#### Stored data
********************
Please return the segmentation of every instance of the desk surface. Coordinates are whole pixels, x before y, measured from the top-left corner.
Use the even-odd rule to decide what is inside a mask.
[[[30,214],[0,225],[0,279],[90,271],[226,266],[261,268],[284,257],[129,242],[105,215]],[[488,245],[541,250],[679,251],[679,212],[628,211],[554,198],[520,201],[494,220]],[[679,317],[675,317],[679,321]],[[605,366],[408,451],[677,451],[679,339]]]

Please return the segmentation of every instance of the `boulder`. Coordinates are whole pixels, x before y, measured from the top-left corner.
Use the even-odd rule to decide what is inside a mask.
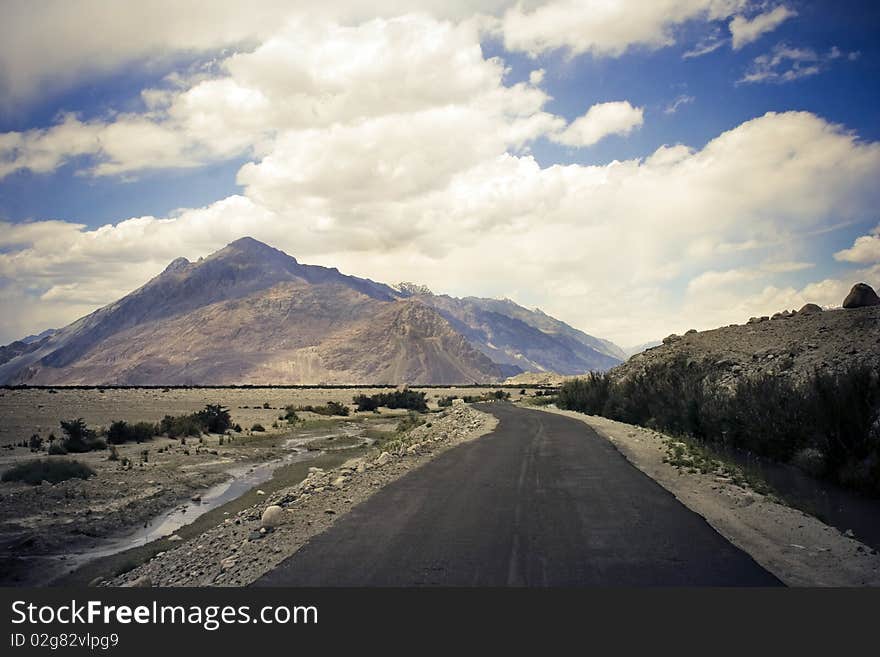
[[[798,315],[815,315],[820,312],[822,312],[822,306],[816,305],[815,303],[808,303],[798,310]]]
[[[263,511],[263,517],[260,518],[260,527],[277,527],[282,522],[284,522],[284,509],[273,504],[272,506],[267,506],[266,510]]]
[[[880,297],[867,283],[856,283],[843,300],[843,307],[864,308],[865,306],[880,306]]]

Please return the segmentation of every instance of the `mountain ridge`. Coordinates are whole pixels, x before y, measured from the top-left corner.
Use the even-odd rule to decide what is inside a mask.
[[[498,336],[502,348],[490,342]],[[0,383],[451,384],[616,364],[613,349],[590,344],[611,343],[509,300],[395,289],[245,237],[196,262],[174,259],[39,341],[0,348]],[[526,353],[511,356],[517,348]]]

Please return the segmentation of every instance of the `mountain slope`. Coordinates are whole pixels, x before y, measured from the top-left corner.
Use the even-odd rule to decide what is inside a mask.
[[[474,347],[502,365],[507,376],[520,372],[583,374],[626,360],[617,345],[509,299],[456,299],[424,293],[413,298],[435,308]]]
[[[493,303],[396,290],[242,238],[198,262],[174,260],[37,342],[0,347],[0,383],[452,384],[615,364],[575,329],[544,332],[512,316],[531,311]]]

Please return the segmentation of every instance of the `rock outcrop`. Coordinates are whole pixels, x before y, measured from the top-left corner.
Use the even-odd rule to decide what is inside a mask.
[[[844,308],[866,308],[880,306],[880,297],[867,283],[856,283],[843,300]]]

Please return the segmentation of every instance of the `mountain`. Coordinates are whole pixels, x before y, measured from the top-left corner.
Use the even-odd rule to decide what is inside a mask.
[[[804,380],[816,372],[839,373],[864,365],[880,371],[880,306],[823,311],[809,304],[800,312],[754,317],[746,324],[670,335],[657,347],[611,370],[626,379],[649,371],[701,366],[723,386],[772,375]]]
[[[626,360],[617,345],[509,299],[457,299],[431,293],[410,298],[437,310],[474,347],[498,363],[506,376],[520,372],[583,374]]]
[[[510,301],[395,289],[245,237],[198,262],[178,258],[35,342],[0,347],[0,383],[492,382],[529,368],[605,369],[621,360],[609,345]]]

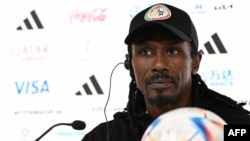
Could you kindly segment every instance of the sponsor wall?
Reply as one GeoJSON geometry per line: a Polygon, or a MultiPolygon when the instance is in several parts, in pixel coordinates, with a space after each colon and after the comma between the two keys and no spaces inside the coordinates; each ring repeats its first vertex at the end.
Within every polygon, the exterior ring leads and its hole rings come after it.
{"type": "Polygon", "coordinates": [[[2,140],[33,141],[56,123],[82,120],[85,130],[58,126],[43,138],[81,140],[122,111],[124,38],[131,18],[156,2],[191,15],[202,78],[250,109],[247,0],[8,0],[0,2],[2,140]]]}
********************
Print all of the entries word for word. Skip any images they contain.

Please return the segmentation of every instance of the desk surface. Coordinates are whole pixels, x before y, measured from the top-left corner.
Use the even-odd rule to decide what is inside a mask.
[[[30,214],[0,225],[0,279],[90,271],[226,266],[261,268],[284,257],[129,242],[105,215]],[[488,245],[541,250],[679,251],[679,212],[628,211],[554,198],[520,201],[494,220]],[[679,317],[675,317],[679,321]],[[605,366],[408,451],[677,451],[679,339]]]

Please return the segmentation of every instance of the `boulder`. Coordinates are whole pixels, x before y, measured from the top-left corner.
Use the even-odd rule to decide what is inside a mask.
[[[798,315],[815,315],[820,312],[822,312],[822,306],[816,305],[815,303],[808,303],[798,310]]]
[[[263,511],[263,517],[260,518],[260,527],[277,527],[282,522],[284,522],[284,509],[273,504],[272,506],[267,506],[266,510]]]
[[[880,297],[867,283],[856,283],[843,300],[843,307],[864,308],[865,306],[880,306]]]

Please return the segmentation of every instance of the `mountain ridge`. Coordinates are whole pixels, x before y, measured from the top-left corner.
Use the even-odd rule to decide what is inside a mask.
[[[498,336],[502,348],[490,342]],[[0,383],[451,384],[616,364],[613,349],[590,344],[611,343],[509,300],[395,289],[245,237],[196,262],[174,259],[39,341],[0,348]],[[526,353],[511,356],[517,348]]]

Please return the segmentation of every instance of the `mountain slope`. Coordinates are whole pixels, x before y, measured from the top-left corner.
Use the even-odd rule to decide what is inside a mask.
[[[474,347],[502,365],[507,376],[520,372],[583,374],[626,360],[617,345],[509,299],[456,299],[424,293],[413,298],[435,308]]]
[[[493,303],[396,290],[242,238],[198,262],[174,260],[37,342],[0,347],[0,383],[452,384],[615,364],[575,329],[544,332],[512,316],[531,311]]]

Please return the segmentation of every instance of the `rock outcrop`. Coordinates are whole pixels, x before y, measured from the top-left corner.
Use the even-odd rule to decide what is inside a mask.
[[[844,308],[866,308],[880,306],[880,297],[867,283],[856,283],[843,300]]]

Please return the segmentation of every instance of the `mountain`. Coordinates are whole pixels, x before y, measured from the top-left corner.
Use the even-odd rule to decide what is inside a mask.
[[[804,380],[816,372],[839,373],[864,365],[880,371],[880,306],[823,311],[809,304],[800,312],[754,317],[746,324],[670,335],[657,347],[611,370],[626,379],[649,371],[701,366],[723,386],[772,375]]]
[[[626,360],[617,345],[509,299],[457,299],[431,293],[410,298],[437,310],[474,347],[498,363],[506,376],[520,372],[583,374]]]
[[[510,301],[395,289],[245,237],[198,262],[178,258],[35,342],[0,347],[0,383],[492,382],[529,368],[605,369],[621,360],[609,345]]]

Could you kindly segment every instance of the sponsor wall?
Reply as one GeoJSON geometry per line: a Polygon, or a MultiPolygon when the instance is in several parts, in pixel coordinates, with a space after each colon and after the comma between the two keys and no spaces inside the coordinates; each ring repeats its first vertex at the end.
Within every polygon, the exterior ring leads and its hole rings come after it.
{"type": "Polygon", "coordinates": [[[2,140],[33,141],[56,123],[82,120],[85,130],[58,126],[43,138],[81,140],[122,111],[124,38],[131,18],[156,2],[191,15],[202,78],[250,109],[247,0],[8,0],[0,2],[2,140]]]}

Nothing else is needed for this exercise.